- _Exercises_
(a) Echo the part of the post on distinguished affinoids that opens with the words containing "Now suppose A" and closes with "paper of Bosch.".
(b) Using the post on distinguished affinoids, decide whether each statement agrees with it: (i) any reduced K-affinoid is distinguished when K is algebraically closed; (ii) the result about preimages of open affines is credited to a paper of Tate; (iii) the author calls that result about open affines obvious. Answer yes or no for each and quote the deciding words.
(c) Pick up the post on distinguished affinoids after its final sentence and keep writing it.
>> Begin Selected text
Distinguished affinoids

Fix a complete nonarchimedean field K equipped with a fixed norm, with residue field k. Let A be a K-affinoid algebra in the sense of classical rigid geometry. Here’s a funny definition I learned recently.

Definition. A surjection \alpha : T_{n,K} \twoheadrightarrow A is distinguished if the associated residue norm |\cdot|_\alpha equals the supremum seminorm |\cdot|_{\mathrm{sup}}. A K-affinoid algebra A is distinguished if it admits a distinguished surjection from a Tate algebra.

Being distinguished imposes some obvious conditions on A: since the supremum seminorm is a norm iff A is reduced, it certainly it implies
1) A is reduced.
Since any residue norm takes values in |K|, it also implies
2) |A|_{\mathrm{sup}} = |K|.

If K is stable (which holds if K is discretely valued or algebraically closed), then the converse is true: 1) and 2) imply that A is distinguished. Since 2) is automatic for K algebraically closed, we see that any reduced K-affinoid is distinguished if K is algebraically closed. It is also true that if \alpha: T_{n,K} \to A is a distinguished surjection, then \alpha^\circ: T_{n,K}^{\circ} \to A^\circ is surjective. Moreover, if A satisfies 2), or K is not discretely valued, then a surjection \alpha: T_{n,K} \to A is distinguished iff \alpha^\circ is surjective. Either way, if A is distinguished then A^\circ is a tft K^\circ-algebra.

All of this can be found in section 6.4.3 of BGR.

Question 1. If A is reduced, is there a finite extension L/K such that A\otimes_K L is distinguished as an L-affinoid algebra?

This should be easy if it’s true. I didn’t think much about it.

Now suppose A is distinguished, and let \tilde{A} = A^{\circ} / A^{\circ \circ} be its reduction to a finite type k-algebra. As usual we have the specialization map \mathrm{sp}: \mathrm{Sp}A \to \mathrm{Spec} \tilde{A}. It is not hard to see that if D(f) \subset \mathrm{Spec} \tilde{A} is a principal open, then \mathrm{sp}^{-1}D(f) is a Laurent domain in \mathrm{Sp}A. Much less obvious is that for any open affine U \subset \mathrm{Spec} \tilde{A}, the preimage \mathrm{sp}^{-1}U is an affinoid subdomain such that A_U=\mathcal{O}(\mathrm{sp}^{-1}U) is distinguished and \widetilde{A_U} = \mathcal{O}_{\mathrm{Spec} \tilde{A}}(U). This is buried in a paper of Bosch.
>> End Selected text
>> Begin Material
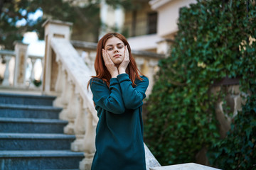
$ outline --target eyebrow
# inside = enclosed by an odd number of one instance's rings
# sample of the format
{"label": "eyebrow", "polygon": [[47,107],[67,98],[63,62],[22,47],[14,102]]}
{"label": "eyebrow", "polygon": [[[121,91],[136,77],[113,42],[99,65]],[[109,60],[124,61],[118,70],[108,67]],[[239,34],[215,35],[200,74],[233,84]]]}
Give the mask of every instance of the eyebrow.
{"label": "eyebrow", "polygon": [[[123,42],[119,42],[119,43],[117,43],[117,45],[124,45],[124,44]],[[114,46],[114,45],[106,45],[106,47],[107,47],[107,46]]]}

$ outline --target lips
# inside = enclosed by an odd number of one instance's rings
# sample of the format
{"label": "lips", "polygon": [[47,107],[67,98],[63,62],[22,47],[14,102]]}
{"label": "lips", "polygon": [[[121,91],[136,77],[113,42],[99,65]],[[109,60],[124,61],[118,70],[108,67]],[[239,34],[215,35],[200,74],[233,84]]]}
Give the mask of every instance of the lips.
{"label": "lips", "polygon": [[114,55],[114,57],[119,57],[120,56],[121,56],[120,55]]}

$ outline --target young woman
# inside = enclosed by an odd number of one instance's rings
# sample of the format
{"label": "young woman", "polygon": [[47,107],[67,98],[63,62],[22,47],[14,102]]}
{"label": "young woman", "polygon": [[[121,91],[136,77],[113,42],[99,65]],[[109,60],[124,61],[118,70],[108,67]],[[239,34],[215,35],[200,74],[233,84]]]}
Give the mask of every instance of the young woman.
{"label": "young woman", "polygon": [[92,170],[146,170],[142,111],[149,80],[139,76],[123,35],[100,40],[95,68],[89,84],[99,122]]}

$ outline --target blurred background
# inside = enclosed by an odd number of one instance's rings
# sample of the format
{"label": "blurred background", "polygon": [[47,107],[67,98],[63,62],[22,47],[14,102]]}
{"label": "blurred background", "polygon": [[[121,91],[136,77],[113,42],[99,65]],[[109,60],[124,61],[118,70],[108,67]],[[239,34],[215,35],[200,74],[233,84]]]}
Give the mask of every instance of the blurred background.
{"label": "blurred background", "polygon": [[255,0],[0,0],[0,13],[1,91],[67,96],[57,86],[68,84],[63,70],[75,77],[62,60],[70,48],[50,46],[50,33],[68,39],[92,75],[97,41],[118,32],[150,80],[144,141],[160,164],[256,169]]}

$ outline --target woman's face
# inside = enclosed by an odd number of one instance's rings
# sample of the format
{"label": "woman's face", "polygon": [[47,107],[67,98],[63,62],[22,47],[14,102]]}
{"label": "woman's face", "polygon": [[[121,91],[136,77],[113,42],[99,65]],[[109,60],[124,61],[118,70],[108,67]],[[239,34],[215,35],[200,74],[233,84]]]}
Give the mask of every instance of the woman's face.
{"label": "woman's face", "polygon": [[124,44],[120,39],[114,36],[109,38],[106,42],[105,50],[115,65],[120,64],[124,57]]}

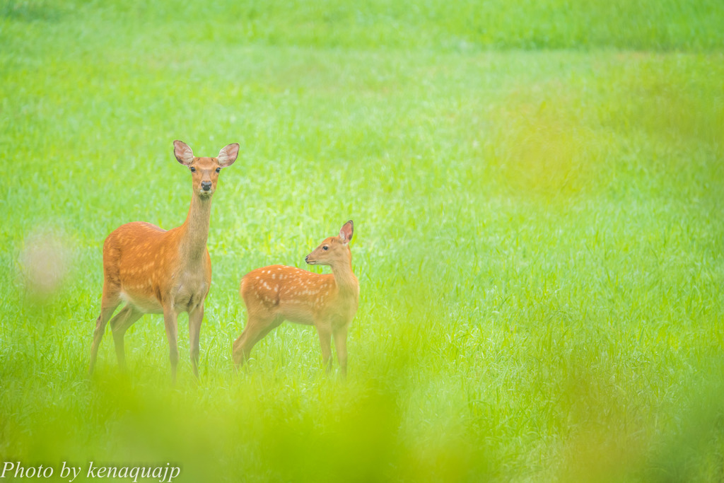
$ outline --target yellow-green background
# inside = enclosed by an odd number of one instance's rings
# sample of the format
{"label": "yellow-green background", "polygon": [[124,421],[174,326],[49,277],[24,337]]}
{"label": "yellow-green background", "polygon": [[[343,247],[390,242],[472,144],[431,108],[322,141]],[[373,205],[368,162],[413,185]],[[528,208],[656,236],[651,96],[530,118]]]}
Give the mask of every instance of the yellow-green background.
>> End Material
- _Answer list_
(a)
Now suppose A is distinguished, and let \tilde{A} = A^{\circ} / A^{\circ \circ} be its reduction to a finite type k-algebra. As usual we have the specialization map \mathrm{sp}: \mathrm{Sp}A \to \mathrm{Spec} \tilde{A}. It is not hard to see that if D(f) \subset \mathrm{Spec} \tilde{A} is a principal open, then \mathrm{sp}^{-1}D(f) is a Laurent domain in \mathrm{Sp}A. Much less obvious is that for any open affine U \subset \mathrm{Spec} \tilde{A}, the preimage \mathrm{sp}^{-1}U is an affinoid subdomain such that A_U=\mathcal{O}(\mathrm{sp}^{-1}U) is distinguished and \widetilde{A_U} = \mathcal{O}_{\mathrm{Spec} \tilde{A}}(U). This is buried in a paper of Bosch.

(b)
(i) Yes: "any reduced K-affinoid is distinguished if K is algebraically closed"
(ii) No: "This is buried in a paper of Bosch."
(iii) No: "Much less obvious is that for any open affine U \subset \mathrm{Spec} \tilde{A}"

(c)
Loosely following Bosch, let us say an affinoid subdomain V \subset \mathrm{Sp}A is formal if it can be realized as \mathrm{sp}^{-1}U for some open affine U \subset \mathrm{Spec} \tilde{A}. Now let X be a reduced quasicompact separated rigid space over K. Let us say a finite covering by open affinoids U_1=\mathrm{Sp}A_1,\dots,U_n= \mathrm{Sp}A_n \subset X is a formal cover if
1) all A_i are distinguished, and
2) for each (i,j), the intersection \mathrm{Sp}A_{ij}=U_{ij} := U_i \cap U_j, which is automatically affinoid, is a formal affinoid subdomain in U_i and in U_j.

This is a very clean kind of affinoid cover: we can immediately build a formal model for X by gluing the tft formal affines \mathrm{Spf}(A_i^\circ) along their common formal affine opens \mathrm{Spf}(A_{ij}^\circ). Moreover, the special fiber of this formal model is just the gluing of the schemes \mathrm{Spec}\widetilde{A_i} along the affine opens \mathrm{Spec}\widetilde{A_{ij}}.

Question 2. For X a reduced qc separated rigid space over K, is there a finite extension L/K such that X_L admits a formal affinoid cover?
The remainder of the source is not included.